Would you return all of this data exactly, leaving nothing out?
━━ RAW DATA ━━
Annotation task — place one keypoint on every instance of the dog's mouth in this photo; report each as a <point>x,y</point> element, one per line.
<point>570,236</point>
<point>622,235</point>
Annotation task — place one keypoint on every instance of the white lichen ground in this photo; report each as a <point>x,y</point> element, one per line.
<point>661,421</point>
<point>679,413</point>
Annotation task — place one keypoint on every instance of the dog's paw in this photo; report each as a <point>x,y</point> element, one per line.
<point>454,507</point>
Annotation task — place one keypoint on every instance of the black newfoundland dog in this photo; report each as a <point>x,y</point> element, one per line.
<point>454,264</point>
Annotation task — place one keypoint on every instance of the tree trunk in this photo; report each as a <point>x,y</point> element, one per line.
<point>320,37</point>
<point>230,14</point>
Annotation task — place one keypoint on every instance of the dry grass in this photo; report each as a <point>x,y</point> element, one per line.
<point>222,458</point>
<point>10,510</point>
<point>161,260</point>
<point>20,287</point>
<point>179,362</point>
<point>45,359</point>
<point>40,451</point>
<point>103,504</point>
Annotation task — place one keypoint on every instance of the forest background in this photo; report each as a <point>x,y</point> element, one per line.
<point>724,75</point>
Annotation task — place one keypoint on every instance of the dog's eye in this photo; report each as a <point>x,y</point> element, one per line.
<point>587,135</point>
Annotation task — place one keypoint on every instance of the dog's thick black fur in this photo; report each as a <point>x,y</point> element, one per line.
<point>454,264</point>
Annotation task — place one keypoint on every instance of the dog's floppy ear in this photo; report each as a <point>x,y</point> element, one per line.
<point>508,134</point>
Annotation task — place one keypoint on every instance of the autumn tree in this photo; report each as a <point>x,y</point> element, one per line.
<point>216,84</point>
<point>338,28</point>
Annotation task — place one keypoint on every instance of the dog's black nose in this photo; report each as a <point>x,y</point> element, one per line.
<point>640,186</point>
━━━
> [RESULT]:
Annotation task — place one keypoint on every instance of the dog's mouth in this photo; report each as a <point>x,y</point> element, one per line.
<point>570,236</point>
<point>622,235</point>
Annotation task — place one keypoint on every instance of the white lichen ground in this photo; report each as a <point>x,y</point> element, one per line.
<point>661,421</point>
<point>679,413</point>
Annotation task — place one keypoint on every instance of the dog's paw in this photo; report each as a <point>x,y</point> element, one per line.
<point>454,507</point>
Annotation task — place one keypoint on every instance of the black newfoundland dog in this photo; report each as a <point>x,y</point> element, one per line.
<point>454,264</point>
Annotation task — place one keypoint on every instance of the tree trunk in this photo; report each as a <point>x,y</point> element, one per line.
<point>320,37</point>
<point>230,14</point>
Annotation task — place one keypoint on every instance of the dry grass in this photo; report each as a <point>x,y</point> element, one per line.
<point>222,458</point>
<point>10,510</point>
<point>161,260</point>
<point>20,287</point>
<point>179,362</point>
<point>45,359</point>
<point>40,451</point>
<point>103,504</point>
Annotation task — place one keypoint on every instance of the forest background in this photo; report each as a <point>x,y</point> element, one per line.
<point>724,75</point>
Annotation task — place one keypoint on every instance of the dog's eye in this photo; report each as a <point>x,y</point> element, one per line.
<point>587,135</point>
Annotation task — place one keypoint on every instance of the dog's thick black fur in this photo; report each as a <point>x,y</point> element, one per line.
<point>454,264</point>
Annotation task — place one keypoint on every instance of the dog's floppy ear in this photo; report each as a <point>x,y</point> element, one per line.
<point>508,134</point>
Annotation task — place one keypoint on every instance of the autumn tree in this photo; report each as a <point>x,y</point> element, one per line.
<point>216,84</point>
<point>338,28</point>
Annotation task — place one keypoint on every instance of the dog's black nose in this photo; report each as a <point>x,y</point> element, one per line.
<point>640,186</point>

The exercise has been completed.